Material provided
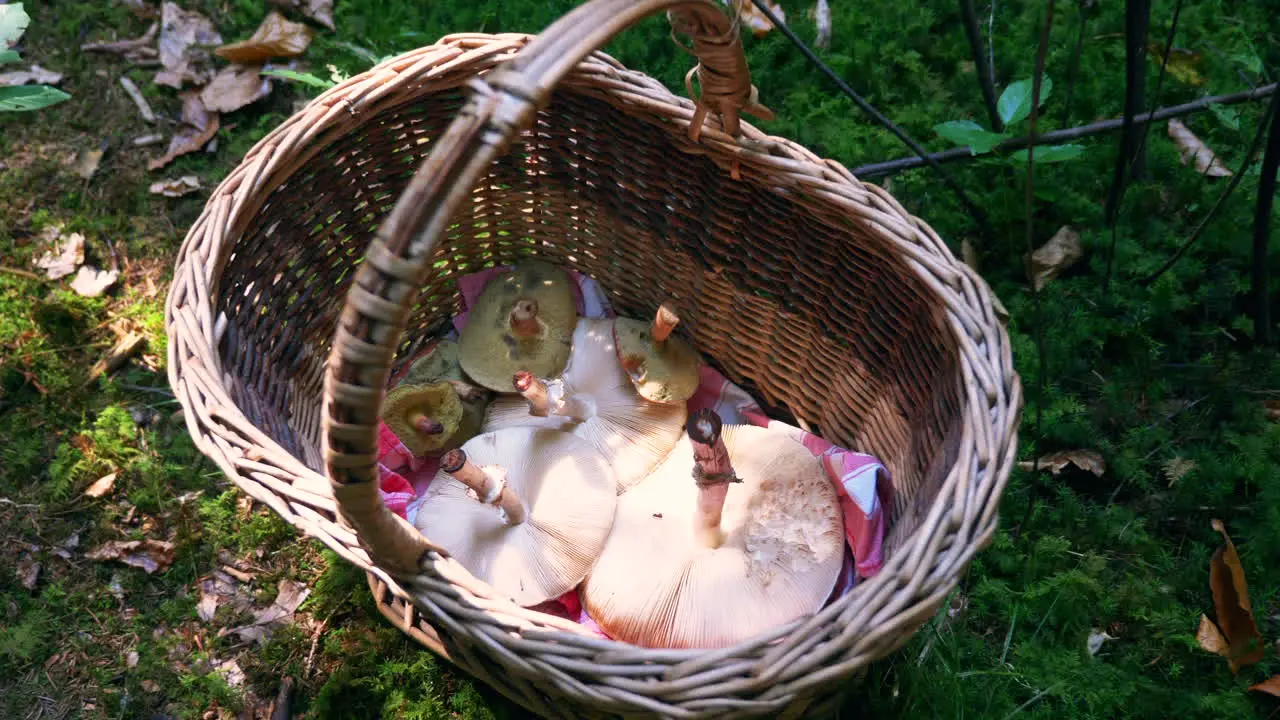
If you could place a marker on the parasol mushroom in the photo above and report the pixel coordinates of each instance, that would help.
(595, 401)
(663, 368)
(752, 541)
(554, 499)
(522, 320)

Given request
Set down the entries above word for word, leaving out the pictures.

Complete response
If you could place a marker on the parasol mushroom in the photo above and report the pixel coordinates of each instance, that would help.
(595, 401)
(663, 368)
(752, 541)
(554, 499)
(522, 320)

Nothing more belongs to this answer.